» **Input for this task**:
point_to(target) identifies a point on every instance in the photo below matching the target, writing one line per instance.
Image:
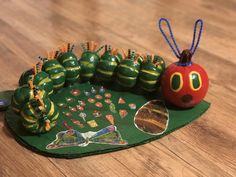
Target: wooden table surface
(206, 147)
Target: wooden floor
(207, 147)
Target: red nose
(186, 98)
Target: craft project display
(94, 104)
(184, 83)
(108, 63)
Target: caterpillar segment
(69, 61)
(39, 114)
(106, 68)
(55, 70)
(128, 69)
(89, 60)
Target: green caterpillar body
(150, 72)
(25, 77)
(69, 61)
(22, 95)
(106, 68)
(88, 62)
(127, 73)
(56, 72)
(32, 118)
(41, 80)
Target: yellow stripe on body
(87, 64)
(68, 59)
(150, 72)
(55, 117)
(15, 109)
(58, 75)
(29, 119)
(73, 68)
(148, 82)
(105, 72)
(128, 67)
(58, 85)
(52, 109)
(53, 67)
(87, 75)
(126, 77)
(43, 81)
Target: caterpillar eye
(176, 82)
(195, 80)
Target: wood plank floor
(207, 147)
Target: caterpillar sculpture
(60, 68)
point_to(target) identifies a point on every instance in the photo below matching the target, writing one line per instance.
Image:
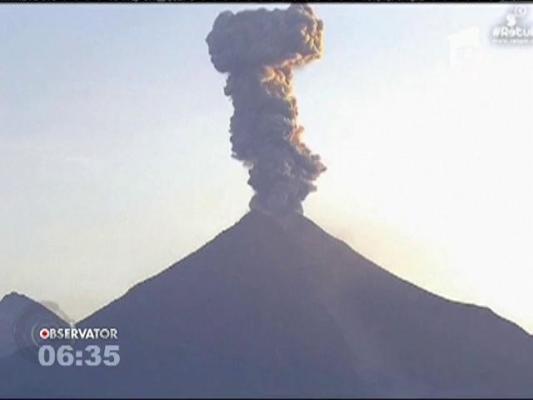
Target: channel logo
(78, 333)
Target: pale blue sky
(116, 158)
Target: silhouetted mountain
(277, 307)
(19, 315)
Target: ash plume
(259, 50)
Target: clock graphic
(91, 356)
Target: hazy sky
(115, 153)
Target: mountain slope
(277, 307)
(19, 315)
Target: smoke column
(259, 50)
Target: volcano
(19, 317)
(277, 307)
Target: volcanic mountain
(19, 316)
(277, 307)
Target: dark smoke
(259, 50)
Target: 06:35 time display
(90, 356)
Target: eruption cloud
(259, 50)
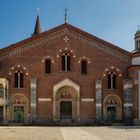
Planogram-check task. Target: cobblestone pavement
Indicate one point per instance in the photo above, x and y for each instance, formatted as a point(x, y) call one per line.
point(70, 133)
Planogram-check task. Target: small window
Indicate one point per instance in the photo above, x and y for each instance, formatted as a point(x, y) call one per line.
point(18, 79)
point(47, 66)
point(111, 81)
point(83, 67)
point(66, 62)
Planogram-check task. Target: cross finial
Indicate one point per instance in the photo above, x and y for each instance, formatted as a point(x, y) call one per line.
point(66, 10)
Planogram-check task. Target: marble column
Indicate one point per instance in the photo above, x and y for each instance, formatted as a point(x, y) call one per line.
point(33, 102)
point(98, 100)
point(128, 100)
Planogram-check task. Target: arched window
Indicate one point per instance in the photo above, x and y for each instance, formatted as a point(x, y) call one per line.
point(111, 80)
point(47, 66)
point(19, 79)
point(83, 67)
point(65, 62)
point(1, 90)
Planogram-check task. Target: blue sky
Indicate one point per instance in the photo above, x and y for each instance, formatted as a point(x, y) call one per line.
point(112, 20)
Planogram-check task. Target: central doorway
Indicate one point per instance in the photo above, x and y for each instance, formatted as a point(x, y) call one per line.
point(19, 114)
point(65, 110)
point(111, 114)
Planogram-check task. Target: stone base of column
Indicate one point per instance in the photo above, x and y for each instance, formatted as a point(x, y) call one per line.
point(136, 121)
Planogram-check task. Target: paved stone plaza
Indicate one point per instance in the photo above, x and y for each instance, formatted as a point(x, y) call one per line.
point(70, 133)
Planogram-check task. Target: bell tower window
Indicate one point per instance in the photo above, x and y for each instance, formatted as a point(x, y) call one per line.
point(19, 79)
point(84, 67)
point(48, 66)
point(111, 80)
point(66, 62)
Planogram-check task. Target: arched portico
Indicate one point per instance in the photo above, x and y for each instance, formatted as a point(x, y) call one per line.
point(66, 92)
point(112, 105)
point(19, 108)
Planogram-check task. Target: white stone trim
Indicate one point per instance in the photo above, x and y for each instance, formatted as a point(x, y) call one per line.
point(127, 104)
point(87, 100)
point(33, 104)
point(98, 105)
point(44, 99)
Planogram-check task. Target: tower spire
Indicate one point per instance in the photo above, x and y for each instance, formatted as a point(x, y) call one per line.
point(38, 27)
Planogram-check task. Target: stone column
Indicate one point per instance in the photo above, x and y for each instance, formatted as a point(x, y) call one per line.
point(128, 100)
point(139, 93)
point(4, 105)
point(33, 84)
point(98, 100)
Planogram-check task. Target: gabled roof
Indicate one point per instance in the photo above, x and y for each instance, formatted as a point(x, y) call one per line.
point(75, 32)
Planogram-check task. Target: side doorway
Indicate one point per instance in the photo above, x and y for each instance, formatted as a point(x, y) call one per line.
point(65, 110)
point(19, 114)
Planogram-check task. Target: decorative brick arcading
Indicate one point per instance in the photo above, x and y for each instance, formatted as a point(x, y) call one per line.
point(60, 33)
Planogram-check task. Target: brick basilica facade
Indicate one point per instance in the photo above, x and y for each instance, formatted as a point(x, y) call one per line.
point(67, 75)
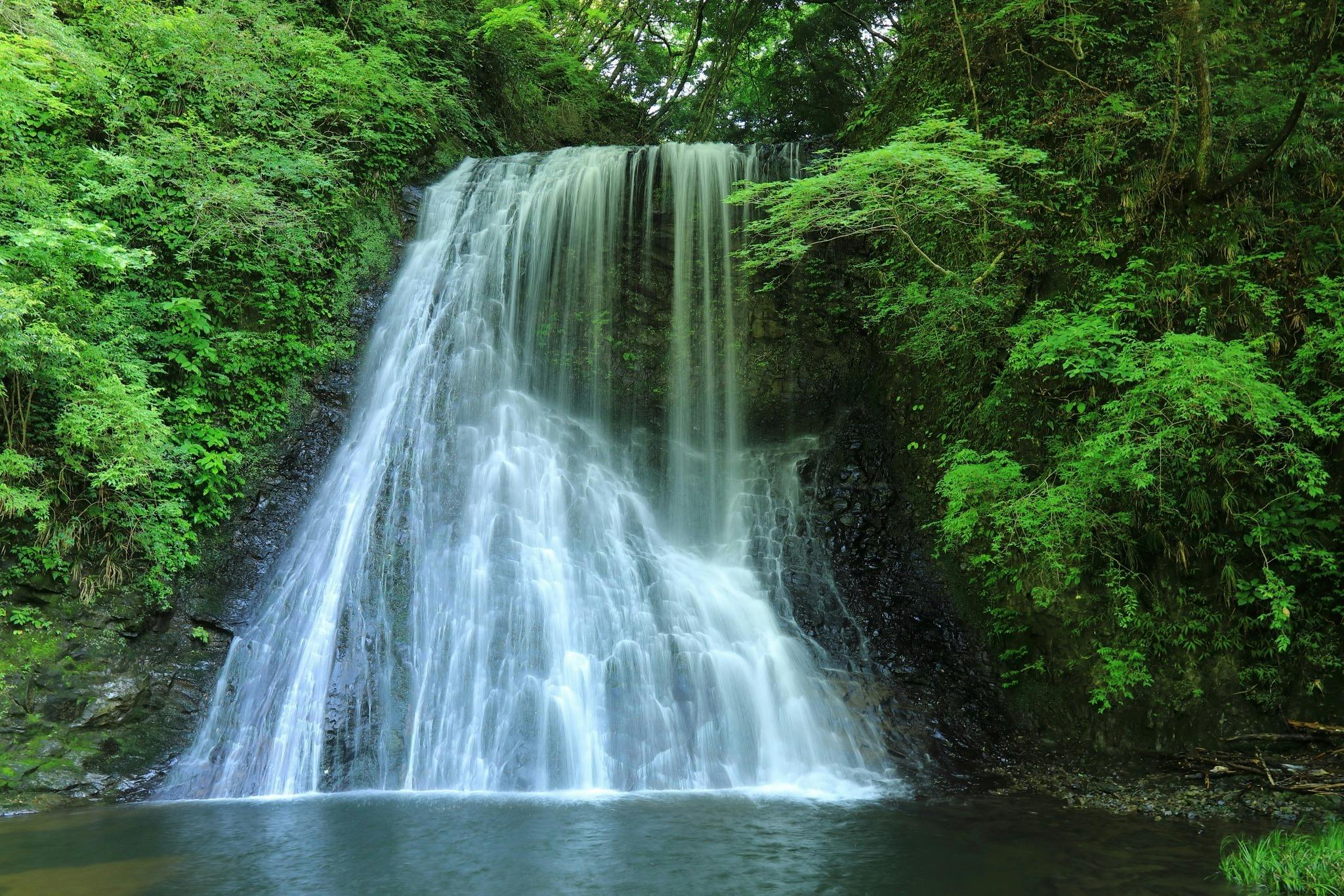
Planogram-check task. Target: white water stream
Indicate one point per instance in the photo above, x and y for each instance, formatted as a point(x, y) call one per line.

---

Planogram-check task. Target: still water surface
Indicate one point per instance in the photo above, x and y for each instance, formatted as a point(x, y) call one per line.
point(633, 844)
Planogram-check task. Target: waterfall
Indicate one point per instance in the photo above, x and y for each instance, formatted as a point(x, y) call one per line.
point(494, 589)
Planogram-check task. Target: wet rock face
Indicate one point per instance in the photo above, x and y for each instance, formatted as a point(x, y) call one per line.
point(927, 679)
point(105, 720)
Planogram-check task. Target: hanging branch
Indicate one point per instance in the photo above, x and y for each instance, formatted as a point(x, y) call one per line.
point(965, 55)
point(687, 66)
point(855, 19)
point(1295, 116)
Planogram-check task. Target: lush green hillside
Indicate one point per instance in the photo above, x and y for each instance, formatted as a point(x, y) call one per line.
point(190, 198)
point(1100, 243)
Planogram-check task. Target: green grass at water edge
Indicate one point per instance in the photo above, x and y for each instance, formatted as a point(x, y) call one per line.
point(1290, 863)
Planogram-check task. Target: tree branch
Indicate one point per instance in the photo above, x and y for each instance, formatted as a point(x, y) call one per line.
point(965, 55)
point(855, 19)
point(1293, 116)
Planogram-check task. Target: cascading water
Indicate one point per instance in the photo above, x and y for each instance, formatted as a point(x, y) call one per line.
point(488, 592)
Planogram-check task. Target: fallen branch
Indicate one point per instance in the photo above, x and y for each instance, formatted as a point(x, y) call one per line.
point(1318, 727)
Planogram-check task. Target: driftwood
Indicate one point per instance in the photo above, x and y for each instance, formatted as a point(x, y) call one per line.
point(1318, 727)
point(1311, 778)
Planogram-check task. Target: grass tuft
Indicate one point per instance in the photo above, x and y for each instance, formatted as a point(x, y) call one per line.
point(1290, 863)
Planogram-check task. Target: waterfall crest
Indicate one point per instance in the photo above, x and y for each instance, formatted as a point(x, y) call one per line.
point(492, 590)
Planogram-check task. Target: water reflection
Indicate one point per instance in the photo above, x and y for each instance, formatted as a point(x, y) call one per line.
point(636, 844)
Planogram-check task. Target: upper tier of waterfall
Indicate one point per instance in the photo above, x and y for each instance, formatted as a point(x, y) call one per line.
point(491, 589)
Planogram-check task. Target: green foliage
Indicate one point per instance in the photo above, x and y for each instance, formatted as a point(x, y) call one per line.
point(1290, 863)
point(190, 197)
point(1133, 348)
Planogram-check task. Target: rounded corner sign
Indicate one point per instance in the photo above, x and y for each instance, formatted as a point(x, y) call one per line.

» **Task details**:
Lines with "waterfall": return each one from the data above.

» **Result below**:
Planogram-check task. Target: waterfall
Planogram-check task. Target: waterfall crest
Planogram-check task. Target: upper tier of waterfall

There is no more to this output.